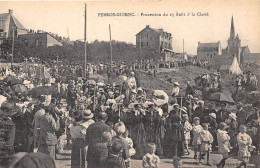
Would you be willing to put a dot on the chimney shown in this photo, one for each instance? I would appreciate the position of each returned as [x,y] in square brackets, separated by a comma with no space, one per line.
[10,11]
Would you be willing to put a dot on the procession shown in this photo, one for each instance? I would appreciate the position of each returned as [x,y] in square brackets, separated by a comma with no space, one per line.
[105,120]
[165,101]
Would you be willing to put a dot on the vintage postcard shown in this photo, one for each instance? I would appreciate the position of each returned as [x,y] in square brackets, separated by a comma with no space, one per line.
[134,83]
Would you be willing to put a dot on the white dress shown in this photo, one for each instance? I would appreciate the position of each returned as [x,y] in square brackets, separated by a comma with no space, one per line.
[223,143]
[196,130]
[205,139]
[187,128]
[244,141]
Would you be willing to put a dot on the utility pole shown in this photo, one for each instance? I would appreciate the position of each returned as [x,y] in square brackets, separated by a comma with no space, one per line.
[12,50]
[140,52]
[110,46]
[183,49]
[85,42]
[57,64]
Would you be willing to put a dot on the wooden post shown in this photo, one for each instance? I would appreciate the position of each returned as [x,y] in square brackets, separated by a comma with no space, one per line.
[12,50]
[110,46]
[85,42]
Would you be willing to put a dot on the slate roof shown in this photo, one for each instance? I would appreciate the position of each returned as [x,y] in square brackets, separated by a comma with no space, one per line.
[5,18]
[208,47]
[159,31]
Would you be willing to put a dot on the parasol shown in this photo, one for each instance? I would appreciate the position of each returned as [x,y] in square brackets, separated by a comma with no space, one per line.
[43,90]
[2,99]
[91,82]
[132,105]
[256,92]
[147,103]
[10,80]
[97,78]
[19,88]
[221,97]
[160,97]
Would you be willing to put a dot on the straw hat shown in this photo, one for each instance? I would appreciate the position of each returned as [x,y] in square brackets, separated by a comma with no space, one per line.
[233,116]
[119,128]
[86,114]
[213,115]
[176,83]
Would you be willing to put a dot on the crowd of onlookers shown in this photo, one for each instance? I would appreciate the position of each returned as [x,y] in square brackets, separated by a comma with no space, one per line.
[108,123]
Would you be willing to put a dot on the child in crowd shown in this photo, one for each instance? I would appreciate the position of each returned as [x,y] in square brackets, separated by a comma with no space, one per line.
[196,130]
[130,146]
[150,160]
[244,142]
[177,162]
[223,144]
[114,159]
[205,140]
[101,150]
[187,128]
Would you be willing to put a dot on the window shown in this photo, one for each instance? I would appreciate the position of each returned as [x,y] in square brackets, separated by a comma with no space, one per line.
[38,42]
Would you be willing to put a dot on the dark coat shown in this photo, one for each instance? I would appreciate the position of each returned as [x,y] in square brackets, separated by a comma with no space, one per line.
[32,160]
[115,161]
[125,153]
[98,155]
[222,115]
[95,131]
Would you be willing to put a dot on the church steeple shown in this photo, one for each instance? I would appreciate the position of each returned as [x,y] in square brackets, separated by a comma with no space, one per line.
[232,30]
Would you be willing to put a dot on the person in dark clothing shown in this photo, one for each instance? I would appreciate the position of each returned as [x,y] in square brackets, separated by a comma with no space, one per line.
[32,160]
[189,89]
[222,114]
[177,133]
[199,111]
[101,149]
[213,125]
[114,159]
[93,136]
[241,114]
[28,119]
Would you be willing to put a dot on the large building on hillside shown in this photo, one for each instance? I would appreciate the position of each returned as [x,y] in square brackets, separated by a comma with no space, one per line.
[9,25]
[153,42]
[38,40]
[208,50]
[213,51]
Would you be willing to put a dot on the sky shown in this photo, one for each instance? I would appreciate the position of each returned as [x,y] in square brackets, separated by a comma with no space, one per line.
[67,18]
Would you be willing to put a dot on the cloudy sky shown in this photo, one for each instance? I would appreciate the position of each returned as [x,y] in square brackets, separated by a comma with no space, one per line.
[58,17]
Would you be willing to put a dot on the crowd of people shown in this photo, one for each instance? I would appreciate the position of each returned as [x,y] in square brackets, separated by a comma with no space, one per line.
[108,124]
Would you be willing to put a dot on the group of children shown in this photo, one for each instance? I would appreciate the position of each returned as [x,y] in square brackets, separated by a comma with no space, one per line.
[202,140]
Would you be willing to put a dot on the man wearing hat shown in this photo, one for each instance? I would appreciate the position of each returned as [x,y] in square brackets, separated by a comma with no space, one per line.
[175,89]
[93,136]
[189,89]
[78,133]
[47,137]
[36,124]
[241,114]
[222,113]
[8,126]
[232,128]
[213,125]
[87,119]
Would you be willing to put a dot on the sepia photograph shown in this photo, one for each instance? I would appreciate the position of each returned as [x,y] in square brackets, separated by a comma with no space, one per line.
[130,84]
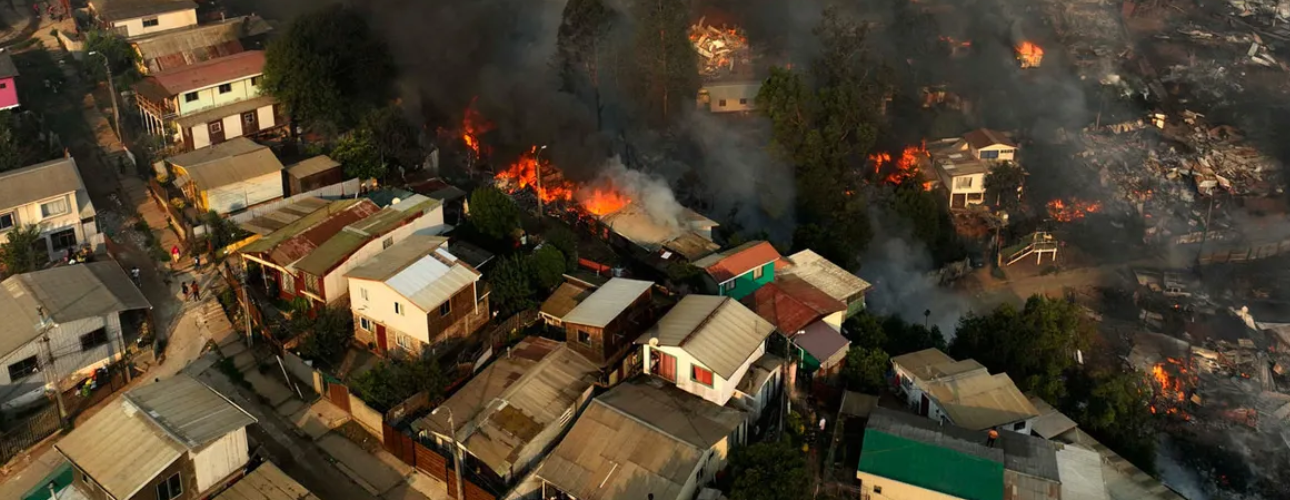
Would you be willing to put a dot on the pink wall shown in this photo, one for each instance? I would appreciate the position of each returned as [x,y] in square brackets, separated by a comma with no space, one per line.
[9,94]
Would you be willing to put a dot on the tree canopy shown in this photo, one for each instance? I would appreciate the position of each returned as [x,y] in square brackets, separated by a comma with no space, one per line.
[328,67]
[493,213]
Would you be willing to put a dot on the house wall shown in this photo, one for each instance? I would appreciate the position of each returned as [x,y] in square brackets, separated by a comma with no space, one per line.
[71,362]
[895,490]
[240,89]
[219,459]
[8,93]
[167,21]
[721,388]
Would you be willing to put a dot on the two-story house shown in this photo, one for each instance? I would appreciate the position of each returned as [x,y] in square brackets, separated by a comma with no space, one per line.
[52,197]
[130,18]
[643,438]
[739,271]
[62,324]
[605,324]
[511,413]
[172,440]
[704,346]
[209,102]
[228,177]
[8,84]
[416,294]
[962,392]
[961,164]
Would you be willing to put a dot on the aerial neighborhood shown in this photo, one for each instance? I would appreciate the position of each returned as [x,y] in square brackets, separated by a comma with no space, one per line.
[643,250]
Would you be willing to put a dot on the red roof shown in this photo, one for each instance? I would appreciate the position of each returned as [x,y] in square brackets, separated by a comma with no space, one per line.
[738,260]
[209,72]
[791,303]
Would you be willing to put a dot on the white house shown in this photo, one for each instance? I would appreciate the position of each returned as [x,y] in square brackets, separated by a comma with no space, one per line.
[81,307]
[132,18]
[704,346]
[172,440]
[52,196]
[209,102]
[961,164]
[962,392]
[416,294]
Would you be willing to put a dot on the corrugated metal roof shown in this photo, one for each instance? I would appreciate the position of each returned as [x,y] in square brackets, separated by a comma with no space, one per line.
[66,293]
[188,411]
[608,302]
[120,449]
[267,482]
[310,166]
[716,330]
[826,276]
[39,182]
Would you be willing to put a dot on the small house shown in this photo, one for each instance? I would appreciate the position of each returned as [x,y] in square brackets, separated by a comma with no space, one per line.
[172,440]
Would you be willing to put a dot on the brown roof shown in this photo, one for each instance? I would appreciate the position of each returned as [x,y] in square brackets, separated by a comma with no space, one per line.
[791,303]
[726,266]
[983,138]
[172,83]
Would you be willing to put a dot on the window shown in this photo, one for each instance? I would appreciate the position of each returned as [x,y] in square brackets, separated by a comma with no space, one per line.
[54,208]
[170,489]
[23,367]
[65,239]
[701,375]
[93,339]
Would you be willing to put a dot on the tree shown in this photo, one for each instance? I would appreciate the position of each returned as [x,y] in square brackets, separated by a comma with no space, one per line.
[493,213]
[662,61]
[328,68]
[19,253]
[548,267]
[1004,186]
[359,155]
[866,369]
[769,471]
[1035,346]
[512,289]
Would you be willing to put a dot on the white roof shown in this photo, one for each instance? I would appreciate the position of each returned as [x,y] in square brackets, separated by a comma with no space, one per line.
[608,302]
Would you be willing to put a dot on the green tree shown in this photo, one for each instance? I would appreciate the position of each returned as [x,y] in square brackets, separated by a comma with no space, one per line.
[493,213]
[1004,186]
[662,61]
[769,471]
[328,68]
[1035,346]
[359,155]
[866,370]
[23,250]
[548,267]
[512,286]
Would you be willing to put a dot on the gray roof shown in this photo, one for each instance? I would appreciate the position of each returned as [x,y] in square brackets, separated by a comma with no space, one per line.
[128,443]
[188,411]
[7,66]
[39,182]
[227,163]
[603,306]
[130,9]
[719,331]
[65,293]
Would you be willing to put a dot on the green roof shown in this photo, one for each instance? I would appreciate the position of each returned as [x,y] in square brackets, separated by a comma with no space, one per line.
[932,467]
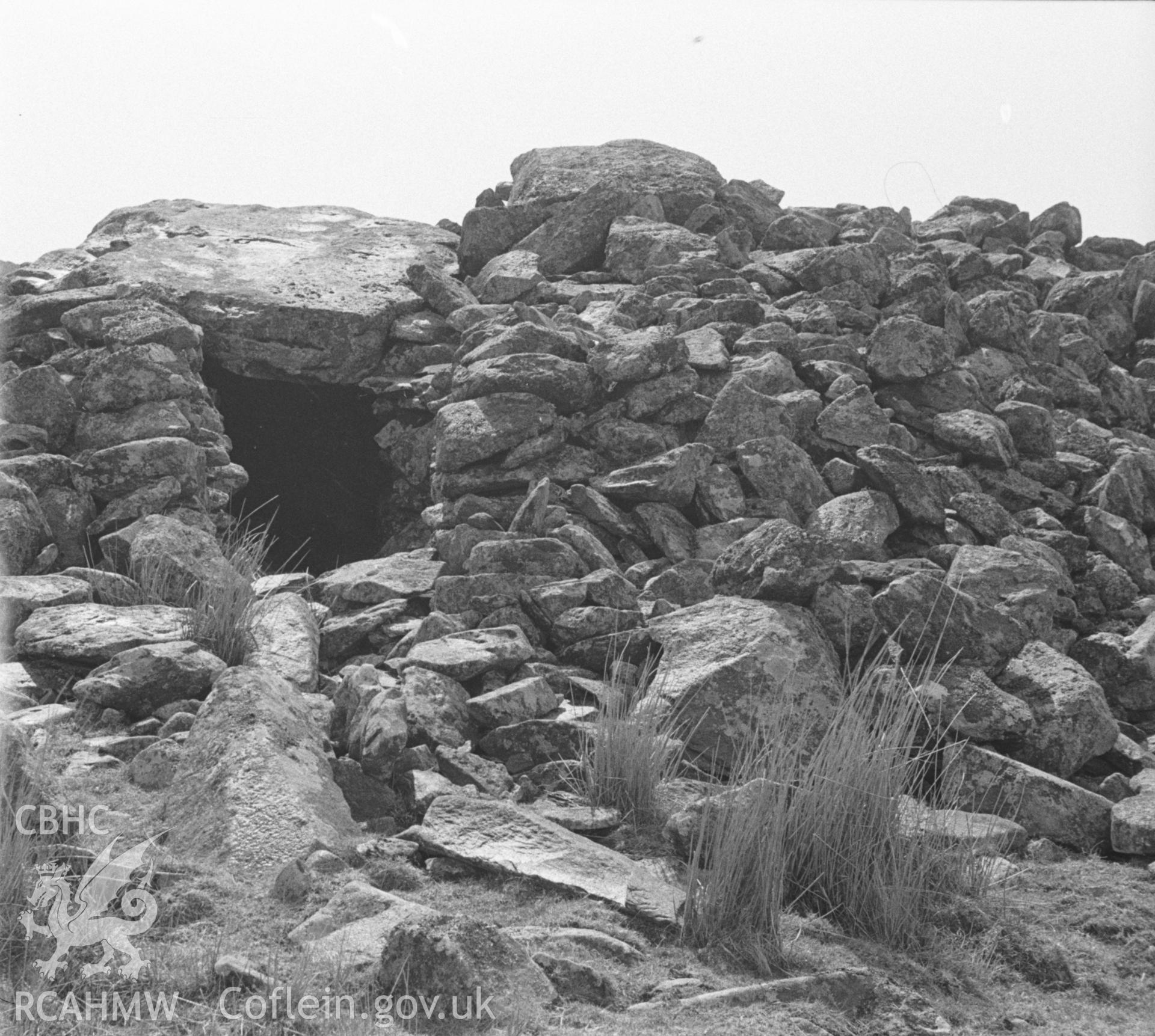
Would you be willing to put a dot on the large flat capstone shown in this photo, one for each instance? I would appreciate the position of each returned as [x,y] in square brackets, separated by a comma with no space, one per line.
[304,293]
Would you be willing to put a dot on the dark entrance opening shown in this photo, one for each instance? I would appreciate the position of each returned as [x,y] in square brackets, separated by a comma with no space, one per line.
[311,460]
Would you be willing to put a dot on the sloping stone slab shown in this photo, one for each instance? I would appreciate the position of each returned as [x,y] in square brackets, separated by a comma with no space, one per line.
[286,640]
[253,785]
[1046,805]
[729,661]
[96,632]
[380,579]
[21,595]
[354,901]
[294,293]
[508,840]
[473,652]
[140,681]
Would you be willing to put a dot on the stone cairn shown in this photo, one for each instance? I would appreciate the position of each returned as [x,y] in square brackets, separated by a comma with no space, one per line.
[641,410]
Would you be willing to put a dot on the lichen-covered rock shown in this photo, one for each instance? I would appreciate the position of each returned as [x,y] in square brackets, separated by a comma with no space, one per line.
[286,640]
[856,525]
[782,473]
[272,792]
[473,652]
[669,479]
[93,633]
[1071,719]
[139,681]
[118,470]
[926,615]
[38,396]
[728,662]
[1046,805]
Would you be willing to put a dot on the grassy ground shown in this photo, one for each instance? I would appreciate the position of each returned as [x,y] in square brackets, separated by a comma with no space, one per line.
[980,975]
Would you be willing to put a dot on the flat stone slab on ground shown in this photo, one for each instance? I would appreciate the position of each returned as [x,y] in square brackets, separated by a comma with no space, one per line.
[503,838]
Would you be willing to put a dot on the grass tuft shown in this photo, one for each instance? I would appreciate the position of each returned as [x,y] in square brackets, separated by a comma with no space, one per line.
[827,832]
[221,611]
[630,752]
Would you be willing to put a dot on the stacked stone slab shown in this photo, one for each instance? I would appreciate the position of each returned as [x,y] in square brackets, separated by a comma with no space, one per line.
[106,421]
[655,412]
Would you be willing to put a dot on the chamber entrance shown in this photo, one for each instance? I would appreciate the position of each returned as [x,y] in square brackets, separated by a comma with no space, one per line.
[315,471]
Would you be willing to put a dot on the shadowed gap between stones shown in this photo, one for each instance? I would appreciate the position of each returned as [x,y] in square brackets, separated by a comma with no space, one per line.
[310,451]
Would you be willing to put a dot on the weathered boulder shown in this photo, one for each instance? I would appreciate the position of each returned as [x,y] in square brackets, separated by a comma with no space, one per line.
[905,349]
[1072,721]
[972,705]
[375,580]
[507,277]
[668,479]
[118,470]
[728,663]
[21,595]
[537,556]
[680,179]
[565,384]
[286,640]
[137,375]
[635,244]
[38,396]
[474,430]
[929,616]
[131,321]
[506,839]
[473,652]
[458,959]
[777,562]
[292,293]
[856,525]
[25,532]
[96,632]
[167,553]
[1133,825]
[272,791]
[140,681]
[437,710]
[1046,805]
[782,473]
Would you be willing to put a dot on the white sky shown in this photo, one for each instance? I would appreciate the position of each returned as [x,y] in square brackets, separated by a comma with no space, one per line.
[410,109]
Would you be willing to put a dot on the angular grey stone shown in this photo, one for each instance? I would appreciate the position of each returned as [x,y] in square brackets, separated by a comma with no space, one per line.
[510,840]
[507,277]
[565,384]
[781,471]
[905,349]
[117,470]
[528,699]
[856,525]
[981,437]
[96,632]
[375,580]
[273,792]
[286,640]
[139,681]
[669,479]
[727,663]
[473,652]
[474,430]
[1072,721]
[1046,805]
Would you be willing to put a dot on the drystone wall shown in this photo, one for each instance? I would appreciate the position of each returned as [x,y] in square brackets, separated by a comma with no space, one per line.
[642,412]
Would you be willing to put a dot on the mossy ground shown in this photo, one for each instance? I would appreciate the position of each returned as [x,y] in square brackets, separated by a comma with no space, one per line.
[1097,915]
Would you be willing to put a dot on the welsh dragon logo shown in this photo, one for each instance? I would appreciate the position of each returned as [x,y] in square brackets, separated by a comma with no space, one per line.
[80,922]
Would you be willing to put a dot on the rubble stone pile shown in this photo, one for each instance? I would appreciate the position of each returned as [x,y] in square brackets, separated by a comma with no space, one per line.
[630,410]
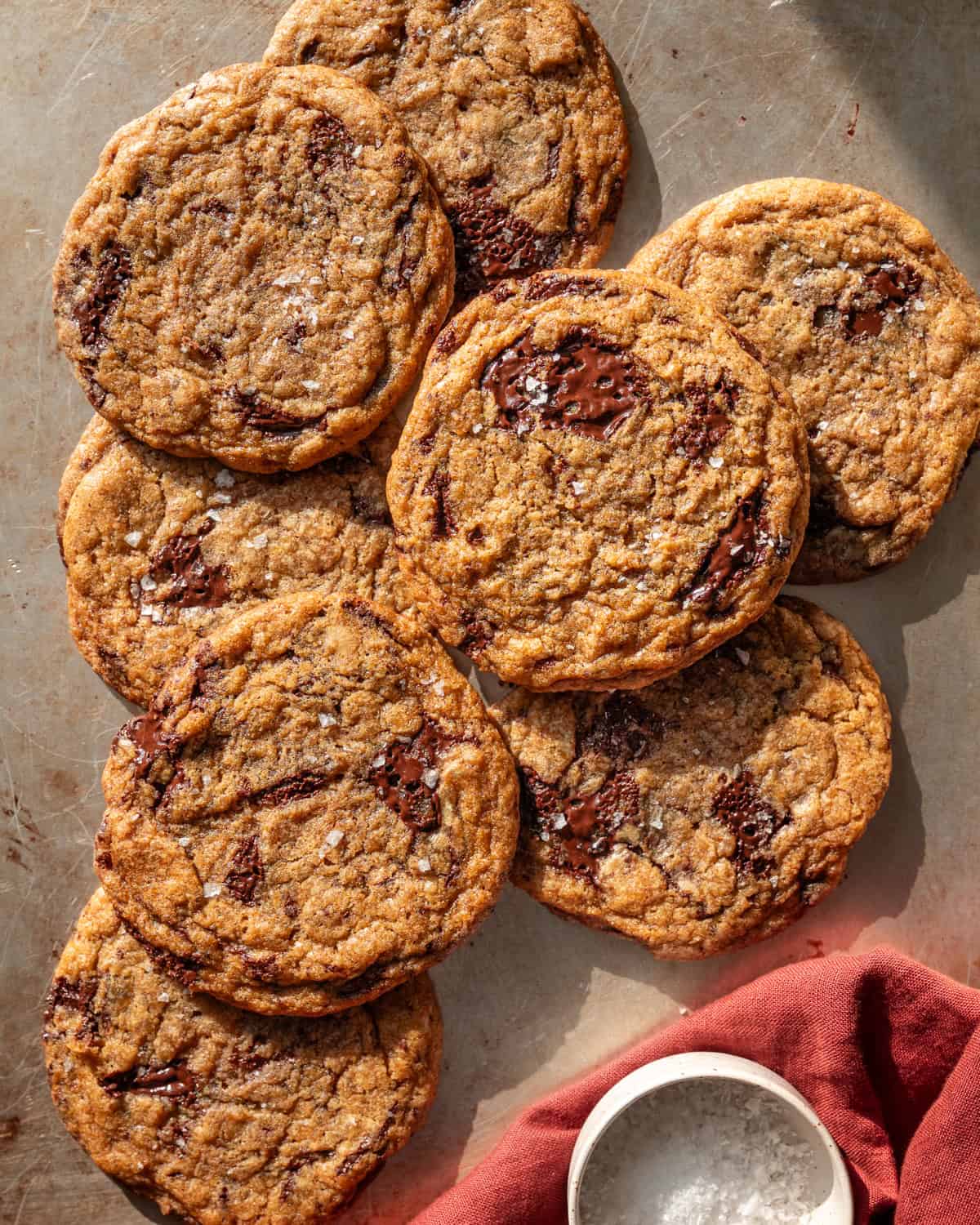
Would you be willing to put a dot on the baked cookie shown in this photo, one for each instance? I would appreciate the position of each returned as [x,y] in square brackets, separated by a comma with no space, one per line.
[161,550]
[597,484]
[220,1116]
[514,105]
[256,270]
[874,331]
[316,808]
[710,810]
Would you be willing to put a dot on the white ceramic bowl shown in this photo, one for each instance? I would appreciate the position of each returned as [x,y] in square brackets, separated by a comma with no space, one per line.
[835,1205]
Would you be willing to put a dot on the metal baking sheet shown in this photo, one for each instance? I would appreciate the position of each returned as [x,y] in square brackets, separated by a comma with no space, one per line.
[884,93]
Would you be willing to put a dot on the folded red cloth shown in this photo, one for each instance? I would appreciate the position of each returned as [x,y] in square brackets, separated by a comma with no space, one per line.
[886,1050]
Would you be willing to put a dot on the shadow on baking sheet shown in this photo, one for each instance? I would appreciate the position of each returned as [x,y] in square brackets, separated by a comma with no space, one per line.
[642,205]
[914,61]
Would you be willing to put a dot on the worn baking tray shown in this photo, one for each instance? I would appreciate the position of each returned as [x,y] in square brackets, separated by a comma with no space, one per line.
[882,93]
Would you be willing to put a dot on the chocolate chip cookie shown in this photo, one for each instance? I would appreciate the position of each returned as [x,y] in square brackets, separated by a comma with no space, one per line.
[710,810]
[256,270]
[512,105]
[220,1116]
[316,808]
[161,550]
[874,331]
[597,484]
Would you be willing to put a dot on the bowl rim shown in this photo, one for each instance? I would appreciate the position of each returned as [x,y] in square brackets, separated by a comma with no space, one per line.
[835,1209]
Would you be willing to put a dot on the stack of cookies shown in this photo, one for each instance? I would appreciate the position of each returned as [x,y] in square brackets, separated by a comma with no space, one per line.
[603,483]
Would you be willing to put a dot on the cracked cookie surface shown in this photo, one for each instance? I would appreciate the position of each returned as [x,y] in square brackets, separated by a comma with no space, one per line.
[514,105]
[220,1115]
[315,808]
[161,550]
[710,810]
[875,333]
[597,484]
[256,270]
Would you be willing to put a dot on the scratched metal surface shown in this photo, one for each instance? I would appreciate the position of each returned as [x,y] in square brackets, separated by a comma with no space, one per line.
[718,95]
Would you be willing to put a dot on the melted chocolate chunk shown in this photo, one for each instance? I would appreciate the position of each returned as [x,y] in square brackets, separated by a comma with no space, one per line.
[288,791]
[614,203]
[478,634]
[443,524]
[76,997]
[328,146]
[294,336]
[265,416]
[149,739]
[544,287]
[577,830]
[212,207]
[401,777]
[206,678]
[745,343]
[247,871]
[742,546]
[622,729]
[372,514]
[93,390]
[364,612]
[448,342]
[492,243]
[740,806]
[826,316]
[172,1080]
[96,310]
[587,385]
[190,581]
[708,416]
[889,287]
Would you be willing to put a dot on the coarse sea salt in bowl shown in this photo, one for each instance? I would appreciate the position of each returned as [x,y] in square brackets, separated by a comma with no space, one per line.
[706,1139]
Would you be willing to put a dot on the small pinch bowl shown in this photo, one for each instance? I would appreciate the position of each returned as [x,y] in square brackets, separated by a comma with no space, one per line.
[832,1186]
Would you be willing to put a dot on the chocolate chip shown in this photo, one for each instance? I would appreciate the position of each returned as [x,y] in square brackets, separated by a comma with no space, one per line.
[191,582]
[622,729]
[247,871]
[587,385]
[578,830]
[328,146]
[96,310]
[740,806]
[739,549]
[708,416]
[172,1080]
[492,243]
[399,779]
[443,524]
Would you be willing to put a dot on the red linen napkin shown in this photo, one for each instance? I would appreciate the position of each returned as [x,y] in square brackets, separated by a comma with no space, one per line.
[886,1051]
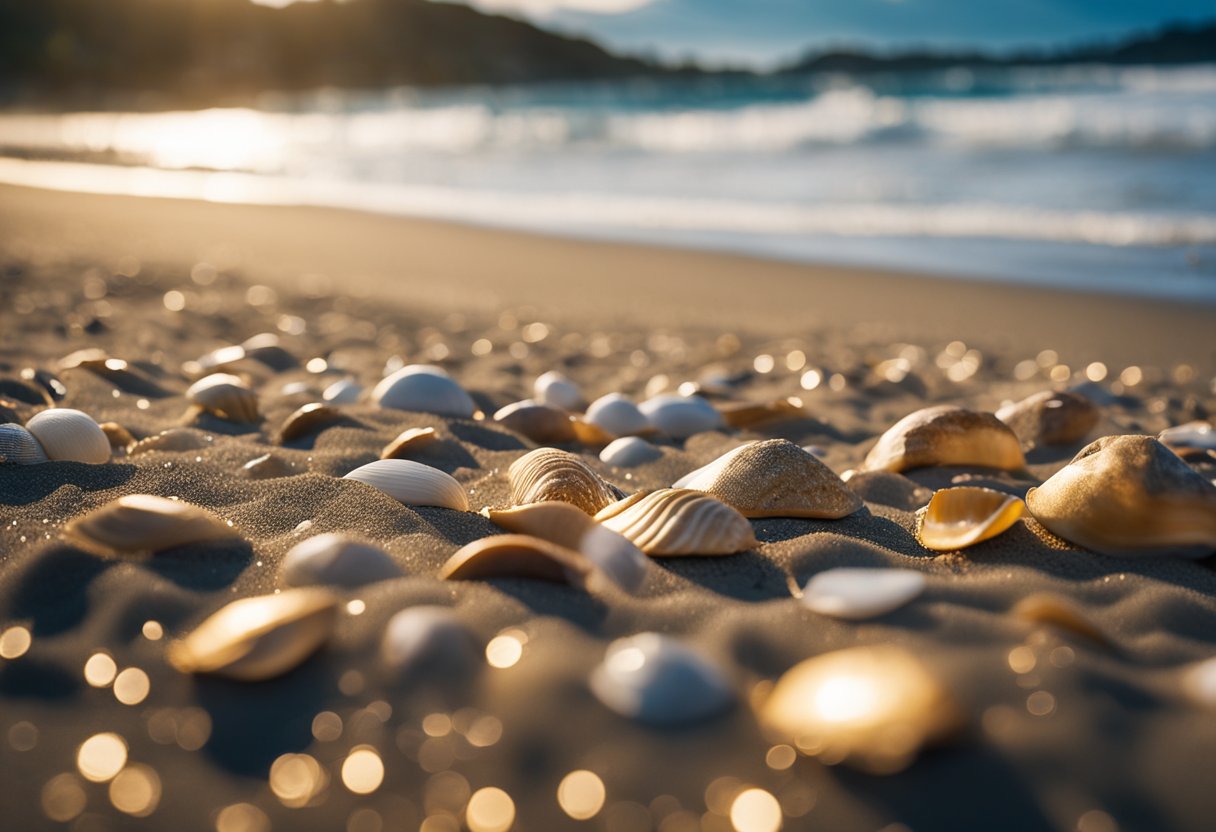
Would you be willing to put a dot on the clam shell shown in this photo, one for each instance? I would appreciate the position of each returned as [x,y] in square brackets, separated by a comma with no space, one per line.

········

• **Task directions**: Output verbatim the lines beginning at the line with "the small pinch" and ending at the last line of the material above, inclusive. Do not carry over any pictures.

• **Solution for this problem**:
Would you be willing to put a dot on the small pinch bowl shown in this photo, one for each instance? I would appreciate the position of each returned as [x,y] in square brackets, separated by a comma with no space, one per line.
[832,1186]
Would you be willing to put a dot on the chocolate chip shown in this photo, one for each instance? I would appreciate the position of each returned as [x,y] in square brackets, separated by a comma with no space, one per line.
[191,582]
[622,729]
[247,871]
[587,385]
[578,830]
[328,146]
[96,310]
[740,806]
[739,549]
[708,416]
[172,1080]
[492,243]
[399,779]
[443,524]
Would you be willing to put a dot on the red linen napkin shown in this photo, one for each instance? I would appreciate the position of each returned as [x,y] in square brackets, separated by a comma with no space, one per line.
[886,1051]
Would you be willing to put a dot on the clam shell shown in this photo, one for each instance? I would appreciate the position of each returned as [x,y] in square brackets, separated by a comma with no space, one per line.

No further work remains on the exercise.